All records below must be retyped exactly.

Excerpts of location labeling data
* * * * * * * * *

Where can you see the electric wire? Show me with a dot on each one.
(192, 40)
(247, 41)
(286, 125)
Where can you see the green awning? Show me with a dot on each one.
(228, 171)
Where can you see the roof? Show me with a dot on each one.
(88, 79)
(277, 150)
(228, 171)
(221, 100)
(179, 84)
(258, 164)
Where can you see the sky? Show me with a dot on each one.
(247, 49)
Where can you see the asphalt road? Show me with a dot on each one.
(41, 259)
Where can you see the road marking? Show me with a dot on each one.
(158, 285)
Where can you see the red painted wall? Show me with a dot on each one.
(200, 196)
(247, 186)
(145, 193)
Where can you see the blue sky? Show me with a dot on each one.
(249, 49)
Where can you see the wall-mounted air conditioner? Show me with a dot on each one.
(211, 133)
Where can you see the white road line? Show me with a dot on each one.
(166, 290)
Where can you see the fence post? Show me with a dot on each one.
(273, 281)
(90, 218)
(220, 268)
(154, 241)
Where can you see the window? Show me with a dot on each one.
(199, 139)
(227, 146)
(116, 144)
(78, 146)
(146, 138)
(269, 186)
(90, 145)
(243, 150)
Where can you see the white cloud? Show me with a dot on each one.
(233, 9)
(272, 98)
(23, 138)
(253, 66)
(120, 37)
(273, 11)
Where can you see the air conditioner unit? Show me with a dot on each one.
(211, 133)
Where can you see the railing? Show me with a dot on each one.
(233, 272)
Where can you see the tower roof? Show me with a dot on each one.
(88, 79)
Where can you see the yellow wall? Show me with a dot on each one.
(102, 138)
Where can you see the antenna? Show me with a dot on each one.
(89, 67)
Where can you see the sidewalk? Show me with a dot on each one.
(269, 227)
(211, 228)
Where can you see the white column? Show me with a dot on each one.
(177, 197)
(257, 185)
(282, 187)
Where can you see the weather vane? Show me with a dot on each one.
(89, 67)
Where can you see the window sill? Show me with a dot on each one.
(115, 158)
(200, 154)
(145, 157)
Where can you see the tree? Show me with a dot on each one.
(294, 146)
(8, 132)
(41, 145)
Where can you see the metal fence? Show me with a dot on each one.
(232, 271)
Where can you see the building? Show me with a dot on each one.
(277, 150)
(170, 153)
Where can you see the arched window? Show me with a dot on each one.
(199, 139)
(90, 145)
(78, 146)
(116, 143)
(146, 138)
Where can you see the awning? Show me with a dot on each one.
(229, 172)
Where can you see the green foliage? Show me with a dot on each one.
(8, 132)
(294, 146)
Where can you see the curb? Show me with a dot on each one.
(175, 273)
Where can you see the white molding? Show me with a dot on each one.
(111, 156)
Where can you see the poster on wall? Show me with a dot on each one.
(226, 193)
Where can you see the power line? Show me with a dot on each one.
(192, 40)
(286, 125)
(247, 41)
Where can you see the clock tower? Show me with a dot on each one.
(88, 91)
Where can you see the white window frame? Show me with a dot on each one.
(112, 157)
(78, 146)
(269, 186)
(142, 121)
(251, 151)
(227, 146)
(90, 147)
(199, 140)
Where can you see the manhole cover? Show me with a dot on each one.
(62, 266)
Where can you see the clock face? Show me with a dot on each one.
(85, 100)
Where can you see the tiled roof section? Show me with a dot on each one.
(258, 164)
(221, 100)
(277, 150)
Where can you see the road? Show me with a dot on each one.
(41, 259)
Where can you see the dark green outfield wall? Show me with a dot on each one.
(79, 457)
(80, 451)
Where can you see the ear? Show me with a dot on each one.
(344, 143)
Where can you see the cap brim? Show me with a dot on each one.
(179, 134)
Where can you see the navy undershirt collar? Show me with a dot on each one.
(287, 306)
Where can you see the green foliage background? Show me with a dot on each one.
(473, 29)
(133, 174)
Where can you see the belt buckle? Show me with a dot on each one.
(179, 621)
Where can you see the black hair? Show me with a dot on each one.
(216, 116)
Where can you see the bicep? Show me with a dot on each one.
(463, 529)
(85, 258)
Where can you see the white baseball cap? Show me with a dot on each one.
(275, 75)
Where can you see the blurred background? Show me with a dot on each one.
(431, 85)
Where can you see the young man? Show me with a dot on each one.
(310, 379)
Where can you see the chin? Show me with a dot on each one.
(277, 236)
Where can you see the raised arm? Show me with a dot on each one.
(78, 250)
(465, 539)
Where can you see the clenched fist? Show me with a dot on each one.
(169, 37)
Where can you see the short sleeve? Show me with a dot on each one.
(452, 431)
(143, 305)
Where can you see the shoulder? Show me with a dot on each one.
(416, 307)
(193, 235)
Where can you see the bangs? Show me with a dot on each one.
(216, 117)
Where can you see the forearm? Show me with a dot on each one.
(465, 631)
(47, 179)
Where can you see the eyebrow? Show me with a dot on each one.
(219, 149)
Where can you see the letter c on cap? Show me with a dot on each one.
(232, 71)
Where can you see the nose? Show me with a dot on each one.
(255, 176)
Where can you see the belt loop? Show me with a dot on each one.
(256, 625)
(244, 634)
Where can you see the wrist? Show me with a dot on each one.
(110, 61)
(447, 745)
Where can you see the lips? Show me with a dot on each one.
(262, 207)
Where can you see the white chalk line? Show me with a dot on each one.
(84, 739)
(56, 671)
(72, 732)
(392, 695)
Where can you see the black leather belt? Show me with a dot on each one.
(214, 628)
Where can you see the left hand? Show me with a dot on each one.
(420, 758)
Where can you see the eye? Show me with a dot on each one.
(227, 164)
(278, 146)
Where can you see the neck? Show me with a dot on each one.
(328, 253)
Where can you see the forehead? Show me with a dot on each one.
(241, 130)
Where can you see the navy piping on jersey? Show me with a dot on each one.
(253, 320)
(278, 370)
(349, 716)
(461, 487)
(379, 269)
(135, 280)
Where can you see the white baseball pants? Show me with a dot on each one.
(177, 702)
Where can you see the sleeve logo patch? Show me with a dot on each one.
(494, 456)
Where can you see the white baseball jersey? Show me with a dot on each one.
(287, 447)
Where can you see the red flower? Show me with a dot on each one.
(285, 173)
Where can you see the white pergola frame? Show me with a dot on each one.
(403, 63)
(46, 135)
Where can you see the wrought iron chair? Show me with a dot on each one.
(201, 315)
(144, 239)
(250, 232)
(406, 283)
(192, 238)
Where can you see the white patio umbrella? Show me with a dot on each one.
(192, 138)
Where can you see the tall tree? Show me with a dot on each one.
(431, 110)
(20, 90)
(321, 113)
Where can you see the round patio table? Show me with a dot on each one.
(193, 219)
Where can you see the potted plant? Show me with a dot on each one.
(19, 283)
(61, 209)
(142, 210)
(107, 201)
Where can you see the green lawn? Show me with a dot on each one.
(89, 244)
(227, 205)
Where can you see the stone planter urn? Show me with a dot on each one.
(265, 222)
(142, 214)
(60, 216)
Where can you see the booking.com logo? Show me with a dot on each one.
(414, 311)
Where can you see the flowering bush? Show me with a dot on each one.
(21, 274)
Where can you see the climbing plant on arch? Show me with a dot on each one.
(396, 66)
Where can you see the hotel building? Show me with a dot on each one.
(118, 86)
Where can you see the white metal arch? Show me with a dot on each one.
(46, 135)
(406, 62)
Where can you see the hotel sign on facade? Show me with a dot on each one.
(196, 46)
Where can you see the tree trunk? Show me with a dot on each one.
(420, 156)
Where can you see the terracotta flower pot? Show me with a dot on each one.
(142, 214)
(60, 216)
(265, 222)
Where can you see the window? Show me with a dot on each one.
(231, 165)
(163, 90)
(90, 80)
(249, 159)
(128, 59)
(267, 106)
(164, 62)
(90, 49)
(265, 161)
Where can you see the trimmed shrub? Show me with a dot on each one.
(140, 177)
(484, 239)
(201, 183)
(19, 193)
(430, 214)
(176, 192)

* * * * * * * * *

### [Exercise response]
Where can you see the electric wire? Show me with a dot on each one.
(192, 40)
(247, 41)
(286, 125)
Where can you see the green awning? Show me with a dot on each one.
(228, 171)
Where can you see the roof? Show me with a dot on each one.
(88, 79)
(277, 150)
(228, 171)
(221, 100)
(179, 84)
(258, 164)
Where can you see the sky? Show me with a dot on each one.
(247, 49)
Where can you see the asphalt road? Show me with a dot on each one.
(41, 259)
Where can you see the road marking? Show me with a dot on each one.
(158, 285)
Where can you see the red painted wall? Show me with a dot on each one.
(200, 196)
(247, 186)
(145, 193)
Where can you see the blue sky? Show me with a dot on each one.
(249, 49)
Where can you see the wall-mounted air conditioner? Show me with a dot on each one.
(211, 133)
Where can you see the white road line? Show me with a dot on each one.
(166, 290)
Where can you see the fence post? Show me with a dot on each one.
(273, 281)
(90, 218)
(220, 268)
(154, 241)
Where can you see the window? Show me with a dot on each one.
(199, 139)
(227, 146)
(116, 144)
(78, 146)
(146, 138)
(269, 186)
(90, 145)
(243, 150)
Where can you see the white cloud? Show me with a dot on each one.
(233, 9)
(272, 98)
(23, 138)
(253, 66)
(120, 37)
(273, 11)
Where can you see the air conditioner unit? Show me with a dot on each one.
(211, 133)
Where can you see the railing? Show me with a dot on each one.
(233, 272)
Where can you see the tower roof? Show me with a dot on each one.
(88, 79)
Where can you see the yellow wall? Show me with a dot on each one.
(102, 138)
Where can you see the antenna? Show me with a dot on each one.
(89, 67)
Where can you see the sidewalk? Show me with a dot on each one.
(269, 227)
(211, 228)
Where can you see the white column? Show me with a dot on each one.
(177, 197)
(257, 185)
(282, 187)
Where can you see the weather vane? Show me with a dot on each one.
(89, 67)
Where can you see the window sill? Show me with a dot on each one.
(115, 158)
(200, 154)
(145, 157)
Where can you see the tree? Show me with a dot on each one.
(294, 146)
(8, 132)
(41, 145)
Where can you see the metal fence? Show me with a dot on each one.
(232, 271)
Where can you see the building? Show me with a dot on each one.
(277, 150)
(170, 153)
Where can you see the arched window? Show me with a dot on each one.
(199, 139)
(90, 145)
(78, 146)
(116, 143)
(146, 138)
Where can you see the awning? Show me with a dot on each one.
(229, 172)
Where can you see the green foliage? Show me with a dot on each one.
(8, 132)
(294, 146)
Where can you see the curb? Show me with a dot on each one.
(175, 273)
Where can you see the white molding? Show me with a dot on each one.
(111, 156)
Where can you see the poster on wall? Show me with a dot on each one.
(226, 193)
Where can you see the power line? Show me with a dot on each one.
(192, 40)
(286, 125)
(247, 41)
Where can you see the clock tower? Show me with a dot on each one.
(88, 91)
Where can you see the white window frame? Show me with a dot on each one.
(112, 157)
(78, 146)
(269, 186)
(142, 121)
(251, 151)
(227, 146)
(90, 147)
(199, 140)
Where can you see the manhole cover? Show me with a dot on each one.
(62, 266)
Where can you see the clock face? Show me with a dot on each one.
(85, 100)
Where can you see the tiled roof section? Show me with a dot on each one.
(258, 164)
(221, 100)
(277, 150)
Where can you see the road? Show me with a dot on each one.
(41, 259)
Where can you see the dark green outfield wall? Show me with a dot on each one.
(79, 457)
(80, 451)
Where can you see the ear? Show me with a dot on each one.
(344, 143)
Where can you see the cap brim? Show me with a dot on each one.
(179, 134)
Where can you see the navy undershirt collar? Show me with a dot on each one.
(287, 306)
Where can you see the green foliage background? Show me with a dot on each one.
(473, 29)
(133, 174)
Where can you see the belt buckle? Show me with a dot on each one.
(179, 621)
Where can you see the black hair? Show me with a dot on each one.
(216, 116)
Where can you see the bicep? Show me with a dot on each one.
(463, 529)
(85, 258)
Where can you see the white baseball cap? Show me with a dot on each one.
(275, 75)
Where can you see the blurred background? Show me with a dot on each one.
(431, 85)
Where can you see the young man? Show me with a dot on each one.
(310, 379)
Where can you see the chin? Show me with a dot on each one.
(277, 236)
Where can you see the raised arm? Show me with a dot on each one.
(78, 250)
(465, 539)
Where can you see the clenched fist? Show me with a dot on each one.
(169, 37)
Where can you see the short sleeve? Show me with a dot on each one.
(452, 431)
(143, 305)
Where can you see the shoulder? Show me with a dot on each one.
(416, 307)
(193, 235)
Where can you see the bangs? Show me with a dot on each one.
(216, 117)
Where can you see the forearm? Show me with a dot on each one.
(465, 631)
(47, 179)
Where can you see the eyebrow? Show me with a dot on each one.
(219, 149)
Where can you see the letter c on cap? Show me with a dot on each one.
(232, 71)
Where can you see the nose? Show me with a dot on each one.
(255, 176)
Where can you see the belt loop? Show me with a dot on each one.
(256, 625)
(244, 634)
Where can you see the wrist? Show me with a dot on each one.
(110, 61)
(447, 745)
Where can you see the lips? Show me with a dot on each one.
(262, 207)
Where can you see the white chalk line? Show me with a dot on each one.
(84, 739)
(56, 671)
(72, 732)
(392, 695)
Where can you see the black leather belt? Show me with a dot on each one.
(214, 628)
Where can you see the left hand? Show me with a dot on each one.
(420, 758)
Where can you see the eye? Show me with a dot on each one.
(227, 164)
(278, 146)
Where can you see the neck? Show me with a dot on each one.
(328, 253)
Where can you see the forehead? Show me with a dot on each one.
(241, 130)
Where can you see the navy piping on jersey? Show me with a dot on each one.
(253, 320)
(278, 370)
(349, 716)
(461, 487)
(379, 269)
(135, 280)
Where can you see the white baseball pants? Show me with a dot on each one.
(177, 702)
Where can you see the sleeve logo patch? Show me with a dot on each one.
(494, 456)
Where can you see the white baseball jersey? Show me with a dot on each one.
(287, 447)
Where can you see the red flower? Show me with a dot on each one.
(285, 173)
Where can you see the white pergola frame? Show me with a dot on each one.
(403, 63)
(46, 135)
Where can you see the wrought iron chair? Show me with a dot on each one.
(201, 315)
(144, 239)
(250, 232)
(406, 283)
(192, 238)
Where can you see the white patio umbrella? Show me with a dot on each one.
(192, 138)
Where can you see the tall tree? Show me with a dot on each one.
(431, 110)
(20, 90)
(321, 113)
Where can you see the round patio table? Show me with a dot on each one.
(193, 219)
Where can you see the potted plant? Show me with a dot on each one.
(19, 283)
(61, 209)
(142, 210)
(107, 201)
Where can you see the green lawn? Show me with a dot on each one.
(89, 244)
(227, 205)
Where can you see the stone planter urn? Show me with a dot on each one.
(265, 222)
(142, 214)
(60, 216)
Where can you see the booking.com logo? Show me with a dot on each one.
(414, 311)
Where can you see the flowering bush? Show me with a dot on each one.
(21, 274)
Where can you see the climbing plant on arch? Show me with a dot on each one.
(396, 66)
Where can you see the hotel building? Show me with a dot on each one.
(118, 86)
Where can you see the white metal arch? Show me with a dot on each one.
(46, 135)
(406, 62)
Where can you see the hotel sign on facade? Show me with a dot on each one.
(196, 46)
Where can you see the tree trunk? Show me with a dot on each one.
(420, 156)
Where can you see the terracotta flower pot? Show me with a dot on each one.
(142, 214)
(60, 216)
(265, 222)
Where can you see the window? Show me with a dot on each one.
(231, 165)
(163, 90)
(90, 80)
(249, 159)
(128, 59)
(267, 106)
(164, 62)
(90, 49)
(265, 161)
Where can you see the trimmed shrub? Show me with a dot on each one.
(140, 177)
(484, 239)
(201, 183)
(19, 193)
(430, 214)
(176, 192)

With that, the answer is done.